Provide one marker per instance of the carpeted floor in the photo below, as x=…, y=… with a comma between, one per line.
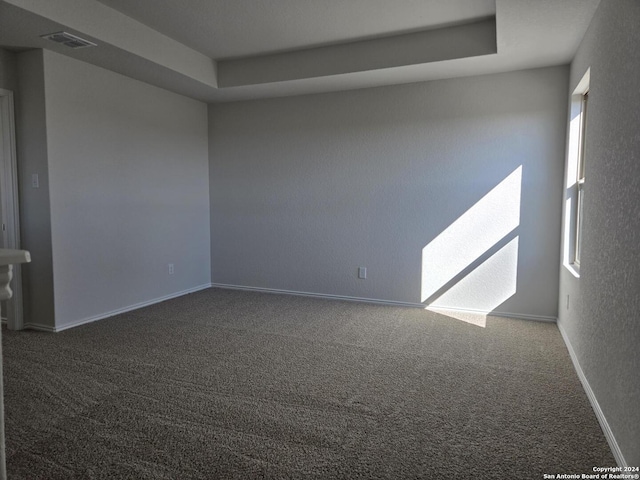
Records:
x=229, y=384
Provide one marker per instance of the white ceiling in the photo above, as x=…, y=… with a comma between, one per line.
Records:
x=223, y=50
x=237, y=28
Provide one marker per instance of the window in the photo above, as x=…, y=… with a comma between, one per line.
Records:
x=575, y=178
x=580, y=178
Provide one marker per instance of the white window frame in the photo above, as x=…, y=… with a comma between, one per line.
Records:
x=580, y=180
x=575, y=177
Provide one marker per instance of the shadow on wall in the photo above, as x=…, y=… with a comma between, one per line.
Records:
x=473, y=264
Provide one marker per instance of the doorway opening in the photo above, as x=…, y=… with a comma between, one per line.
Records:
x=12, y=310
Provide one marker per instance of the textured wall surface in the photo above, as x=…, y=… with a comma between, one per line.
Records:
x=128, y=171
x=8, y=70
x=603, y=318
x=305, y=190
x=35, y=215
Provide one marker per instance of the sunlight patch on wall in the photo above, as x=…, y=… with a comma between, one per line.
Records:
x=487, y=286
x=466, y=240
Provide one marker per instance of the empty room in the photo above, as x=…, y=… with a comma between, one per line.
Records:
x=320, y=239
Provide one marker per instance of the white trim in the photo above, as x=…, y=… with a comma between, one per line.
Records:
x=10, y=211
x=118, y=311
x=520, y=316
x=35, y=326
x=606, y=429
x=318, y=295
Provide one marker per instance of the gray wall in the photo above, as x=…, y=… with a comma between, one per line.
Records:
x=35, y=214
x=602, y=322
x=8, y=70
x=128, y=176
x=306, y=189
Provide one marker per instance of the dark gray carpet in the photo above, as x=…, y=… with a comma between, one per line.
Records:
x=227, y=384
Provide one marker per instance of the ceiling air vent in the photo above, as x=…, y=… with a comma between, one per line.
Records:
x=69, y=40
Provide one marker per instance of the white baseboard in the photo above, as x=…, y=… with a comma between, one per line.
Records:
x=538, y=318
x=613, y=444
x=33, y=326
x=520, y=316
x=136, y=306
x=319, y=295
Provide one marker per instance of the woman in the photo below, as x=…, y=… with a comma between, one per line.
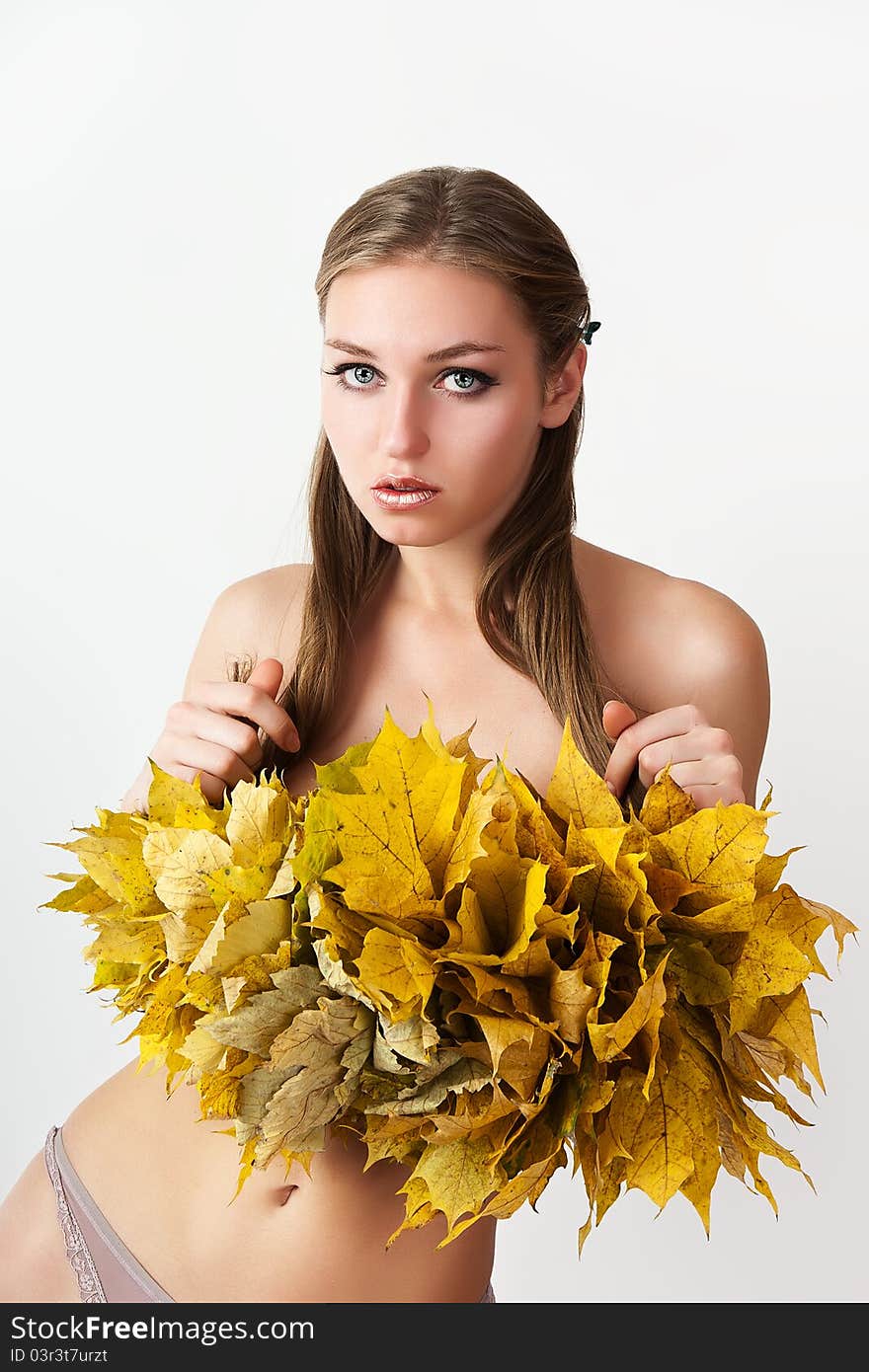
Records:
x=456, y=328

* * *

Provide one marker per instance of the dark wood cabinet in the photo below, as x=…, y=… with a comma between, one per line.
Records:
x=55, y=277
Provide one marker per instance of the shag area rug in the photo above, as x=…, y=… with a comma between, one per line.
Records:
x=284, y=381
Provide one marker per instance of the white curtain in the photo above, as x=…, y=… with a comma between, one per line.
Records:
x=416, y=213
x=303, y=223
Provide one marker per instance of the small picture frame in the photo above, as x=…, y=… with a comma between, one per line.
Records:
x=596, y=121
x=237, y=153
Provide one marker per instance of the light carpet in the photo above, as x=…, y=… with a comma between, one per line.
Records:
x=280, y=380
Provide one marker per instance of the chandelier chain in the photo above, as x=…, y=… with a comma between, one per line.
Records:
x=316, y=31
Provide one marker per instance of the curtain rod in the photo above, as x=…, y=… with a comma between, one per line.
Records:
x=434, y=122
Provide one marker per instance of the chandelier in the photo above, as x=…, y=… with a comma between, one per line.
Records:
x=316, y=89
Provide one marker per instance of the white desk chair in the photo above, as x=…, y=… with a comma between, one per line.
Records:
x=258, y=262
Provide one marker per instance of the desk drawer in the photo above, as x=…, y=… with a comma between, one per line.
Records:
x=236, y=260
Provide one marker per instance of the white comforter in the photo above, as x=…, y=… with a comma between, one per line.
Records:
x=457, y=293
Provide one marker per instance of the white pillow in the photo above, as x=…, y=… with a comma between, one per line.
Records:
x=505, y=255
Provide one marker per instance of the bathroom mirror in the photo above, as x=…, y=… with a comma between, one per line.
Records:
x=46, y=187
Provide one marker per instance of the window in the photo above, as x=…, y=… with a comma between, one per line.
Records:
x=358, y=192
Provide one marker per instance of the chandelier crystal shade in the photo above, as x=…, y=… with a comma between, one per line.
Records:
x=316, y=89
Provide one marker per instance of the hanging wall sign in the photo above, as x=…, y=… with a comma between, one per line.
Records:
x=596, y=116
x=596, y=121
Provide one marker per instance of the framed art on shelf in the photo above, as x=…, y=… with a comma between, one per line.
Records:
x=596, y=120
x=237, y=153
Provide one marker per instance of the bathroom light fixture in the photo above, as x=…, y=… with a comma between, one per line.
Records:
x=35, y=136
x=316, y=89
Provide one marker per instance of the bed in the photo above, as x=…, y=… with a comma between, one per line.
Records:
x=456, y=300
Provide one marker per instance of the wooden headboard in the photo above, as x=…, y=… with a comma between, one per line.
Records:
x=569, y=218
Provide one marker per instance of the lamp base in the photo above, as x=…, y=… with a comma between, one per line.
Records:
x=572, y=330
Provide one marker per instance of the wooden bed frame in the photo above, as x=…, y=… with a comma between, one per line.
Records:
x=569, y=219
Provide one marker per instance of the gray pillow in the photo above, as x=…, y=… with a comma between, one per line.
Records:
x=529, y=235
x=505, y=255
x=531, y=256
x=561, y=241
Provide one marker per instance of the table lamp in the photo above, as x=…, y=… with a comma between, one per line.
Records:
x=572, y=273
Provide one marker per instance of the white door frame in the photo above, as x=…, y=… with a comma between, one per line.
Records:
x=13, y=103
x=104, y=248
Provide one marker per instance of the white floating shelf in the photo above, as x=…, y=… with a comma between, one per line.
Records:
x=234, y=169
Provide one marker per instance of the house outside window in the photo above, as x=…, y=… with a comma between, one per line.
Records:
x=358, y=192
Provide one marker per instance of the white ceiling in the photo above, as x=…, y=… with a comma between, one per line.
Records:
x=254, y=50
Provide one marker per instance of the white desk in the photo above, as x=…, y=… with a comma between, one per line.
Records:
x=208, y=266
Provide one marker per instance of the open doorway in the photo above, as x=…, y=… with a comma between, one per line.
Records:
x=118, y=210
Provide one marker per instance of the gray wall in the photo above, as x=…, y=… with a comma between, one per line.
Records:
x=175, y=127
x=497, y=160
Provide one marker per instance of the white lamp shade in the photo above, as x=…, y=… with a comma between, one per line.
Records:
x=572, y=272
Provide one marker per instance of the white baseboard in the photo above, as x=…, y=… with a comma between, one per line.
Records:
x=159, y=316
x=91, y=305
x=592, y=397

* * *

EXERCISE: Could you switch "woman" to "person" in the rows that begin at the line with "Provide one marker per instance of the woman" and stop after the line with "x=456, y=328", keeping everything else unchanged and leaving the picture out?

SOLUTION TO THIS TASK:
Provide one marker per instance of the person in the photo below, as x=…, y=… with a comma between, one per line.
Records:
x=456, y=328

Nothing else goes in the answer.